**Goal:** Keep the pictures out of the copy and repeat the records exactly.

**Entries provided:**

##############################

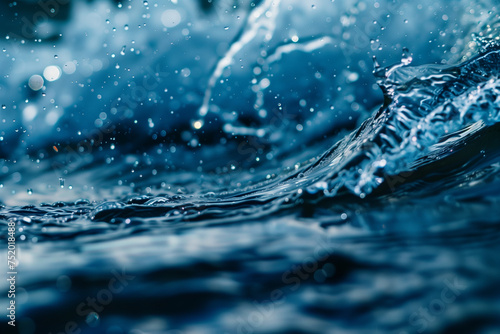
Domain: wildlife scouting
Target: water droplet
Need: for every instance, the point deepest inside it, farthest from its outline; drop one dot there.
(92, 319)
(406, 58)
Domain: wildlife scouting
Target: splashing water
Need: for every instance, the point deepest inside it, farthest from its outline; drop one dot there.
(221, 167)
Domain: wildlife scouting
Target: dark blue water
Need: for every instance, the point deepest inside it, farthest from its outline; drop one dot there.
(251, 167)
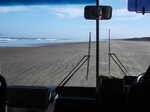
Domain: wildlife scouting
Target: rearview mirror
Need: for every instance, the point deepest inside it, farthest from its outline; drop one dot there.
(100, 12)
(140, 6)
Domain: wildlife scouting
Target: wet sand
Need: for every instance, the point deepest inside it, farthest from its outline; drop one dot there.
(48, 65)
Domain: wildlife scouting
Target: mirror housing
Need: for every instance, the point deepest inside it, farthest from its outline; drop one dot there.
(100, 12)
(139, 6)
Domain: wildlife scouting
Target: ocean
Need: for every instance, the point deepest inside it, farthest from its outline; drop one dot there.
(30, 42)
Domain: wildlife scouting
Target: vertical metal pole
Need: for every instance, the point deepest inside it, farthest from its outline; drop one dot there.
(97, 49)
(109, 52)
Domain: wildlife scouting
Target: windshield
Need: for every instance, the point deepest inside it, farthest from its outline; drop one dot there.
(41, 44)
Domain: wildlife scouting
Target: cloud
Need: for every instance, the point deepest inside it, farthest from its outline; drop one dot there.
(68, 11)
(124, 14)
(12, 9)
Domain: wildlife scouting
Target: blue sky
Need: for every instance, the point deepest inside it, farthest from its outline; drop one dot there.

##############################

**Answer to the exercise:**
Domain: wildlife scouting
Target: water droplet
Need: for every instance, the point deepest inside it, farthest from its outline; drop one dot there.
(92, 319)
(406, 58)
Domain: wildlife scouting
Target: splashing water
Need: for every instance, the point deepest inside it, farthest from its outline; drop one dot there.
(221, 167)
Domain: wildlife scouting
Target: dark blue water
Need: for every instance, the point deepest inside it, farthest from its outline; drop one dot there.
(251, 167)
Domain: wildlife scouting
Target: rearview mirror
Need: for every instance, the point deepest inside it, farthest from its outline; drop one dot there.
(100, 12)
(140, 6)
Domain: wildlife scouting
Target: wet sand
Need: for every instance, the point deepest inside it, farthest from its outline; drop one dot there.
(48, 65)
Domain: wildlife scouting
Target: mirror housing
Need: for every instance, the point deepest inside it, farthest from its outline; drop one dot there.
(100, 12)
(139, 6)
Domain: wildlife scouting
Target: ocean
Need: for every instance, the point deepest inside it, farthest from its outline; drop one dot there.
(30, 42)
Domain: wildlife scouting
Target: vertical metal pole
Need: for every instance, the point deepest inside it, farthest from its outline; drop one dot there.
(97, 49)
(109, 52)
Domain: wildlife scouting
Target: windshield
Need: for every instance, the point deepest inside it, farthest from its outline; drop one dot there.
(41, 44)
Domain: wildlife scouting
Target: cloud
Need: for every instance, the point deepest inside it, farthest from its outline; drop one dot there.
(68, 11)
(124, 14)
(12, 9)
Domain: wildlife scouting
Target: blue sky
Need: for every instance, the point deepest inside it, farthest from its outline; drop one dot there.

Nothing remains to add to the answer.